Your instructions:
Please set out every line of the listing below as a numbered list, skipping blank lines. Leave the pictures out.
--- Start of Data to use ---
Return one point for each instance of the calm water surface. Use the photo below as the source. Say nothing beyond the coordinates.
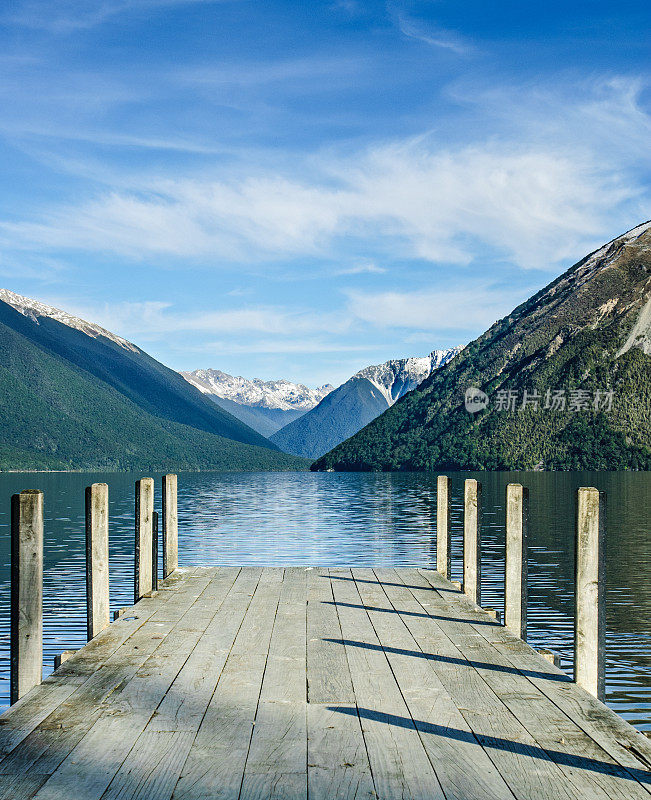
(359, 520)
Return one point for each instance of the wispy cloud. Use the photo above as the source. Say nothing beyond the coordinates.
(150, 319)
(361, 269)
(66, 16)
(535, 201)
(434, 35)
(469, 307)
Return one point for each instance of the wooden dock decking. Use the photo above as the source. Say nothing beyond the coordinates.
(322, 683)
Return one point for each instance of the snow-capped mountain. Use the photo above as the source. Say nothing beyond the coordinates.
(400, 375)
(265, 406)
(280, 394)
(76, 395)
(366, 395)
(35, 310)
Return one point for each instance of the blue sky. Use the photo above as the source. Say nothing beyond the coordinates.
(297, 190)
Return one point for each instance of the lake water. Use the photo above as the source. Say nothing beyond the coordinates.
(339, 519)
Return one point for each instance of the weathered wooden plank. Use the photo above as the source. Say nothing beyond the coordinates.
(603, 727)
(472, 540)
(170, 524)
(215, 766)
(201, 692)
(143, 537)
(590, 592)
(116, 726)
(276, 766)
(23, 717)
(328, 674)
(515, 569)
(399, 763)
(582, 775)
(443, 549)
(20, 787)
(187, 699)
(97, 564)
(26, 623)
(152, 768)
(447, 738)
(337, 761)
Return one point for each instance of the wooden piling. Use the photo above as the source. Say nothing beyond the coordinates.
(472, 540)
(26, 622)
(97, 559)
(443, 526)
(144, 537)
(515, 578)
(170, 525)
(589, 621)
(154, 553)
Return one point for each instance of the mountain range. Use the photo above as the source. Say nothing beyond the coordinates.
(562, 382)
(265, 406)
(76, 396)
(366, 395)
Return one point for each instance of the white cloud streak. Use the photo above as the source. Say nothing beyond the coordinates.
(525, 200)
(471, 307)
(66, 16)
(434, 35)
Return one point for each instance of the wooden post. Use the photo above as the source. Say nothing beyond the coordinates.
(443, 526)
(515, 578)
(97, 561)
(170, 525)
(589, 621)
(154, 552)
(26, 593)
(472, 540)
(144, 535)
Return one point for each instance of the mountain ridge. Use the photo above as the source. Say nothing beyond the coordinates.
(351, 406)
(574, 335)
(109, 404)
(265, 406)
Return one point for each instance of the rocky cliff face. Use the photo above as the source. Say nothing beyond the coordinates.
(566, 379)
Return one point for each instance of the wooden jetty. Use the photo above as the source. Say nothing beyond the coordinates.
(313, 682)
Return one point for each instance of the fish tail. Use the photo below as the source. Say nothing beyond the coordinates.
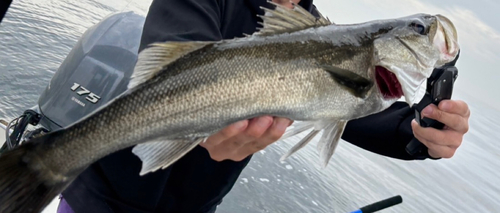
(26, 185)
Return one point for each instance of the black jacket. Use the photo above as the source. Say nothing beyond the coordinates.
--- End of Data to use ---
Solution to this problem:
1. Return one point for each instance of the calm water surface. Use the photo below as the source. Say nothing beyond the coordinates.
2. (359, 520)
3. Return one point for each instance of the wispy cloud. Use the photo above as the source. Say nothing beyond the coordinates.
4. (150, 319)
5. (361, 269)
6. (66, 16)
7. (535, 201)
8. (434, 35)
9. (469, 307)
10. Return one point for each instance of the wooden dock decking. Use the photo above as the source. Say nothing beyond the coordinates.
11. (322, 683)
12. Return one point for each instance of the snow-capped mountain. Use the photo above as the source. Say nothing beyond the coordinates.
13. (400, 375)
14. (265, 406)
15. (280, 394)
16. (76, 395)
17. (366, 395)
18. (35, 310)
19. Return one point for each instance of the blue sky. Use the photo above as the source. Say nothing beyond the coordinates.
20. (297, 190)
21. Return one point for each instance of the lake water. Use the photo above as the source. Say nothing beyond the coordinates.
22. (339, 519)
23. Return one point for each instance of the weathered wooden plank. Use the photo above as the source. Say nothing beyond the coordinates.
24. (603, 727)
25. (472, 540)
26. (170, 524)
27. (215, 766)
28. (201, 692)
29. (143, 537)
30. (590, 592)
31. (116, 726)
32. (276, 766)
33. (23, 717)
34. (328, 674)
35. (515, 569)
36. (399, 763)
37. (582, 775)
38. (443, 549)
39. (20, 787)
40. (187, 699)
41. (97, 564)
42. (26, 623)
43. (152, 768)
44. (447, 738)
45. (337, 761)
46. Return one point for each instance of the wooden piling. Use the photo above as the source. Say nothing beyond the coordinates.
47. (472, 540)
48. (26, 622)
49. (97, 559)
50. (443, 526)
51. (144, 537)
52. (515, 578)
53. (170, 525)
54. (589, 621)
55. (154, 553)
56. Return one point for each instance of the mountain range. Use the photo above as the source. Say nothing beyond the coordinates.
57. (562, 382)
58. (265, 406)
59. (76, 396)
60. (366, 395)
61. Return one point for each instance of the white cloud streak. Use the photo above as the source. Say nothing beyond the coordinates.
62. (525, 200)
63. (471, 307)
64. (66, 16)
65. (434, 35)
66. Return one point for each instance of the wooden post. Use the photo above as the source. Say nothing beyond the coordinates.
67. (443, 526)
68. (515, 578)
69. (97, 561)
70. (170, 525)
71. (589, 621)
72. (154, 552)
73. (26, 593)
74. (472, 540)
75. (144, 535)
76. Return one point for each instance of the mountain ridge. Use the photo above as the source. Say nothing beyond the coordinates.
77. (351, 406)
78. (574, 335)
79. (109, 404)
80. (265, 406)
81. Return one point for each instance of the rocky cliff face. Use the photo above as the source. Say nothing beyond the coordinates.
82. (566, 379)
83. Return one point for each instance of the wooden jetty. Use the photo above as the source. Say nothing beyond the coordinates.
84. (313, 682)
85. Return one point for each instance of the fish tail. Use the photo below as the source. Say nothing beyond the coordinates.
86. (26, 185)
87. Return one point for each instance of the black jacket. Use the photo above as the source. Say nothing beyond the coordinates.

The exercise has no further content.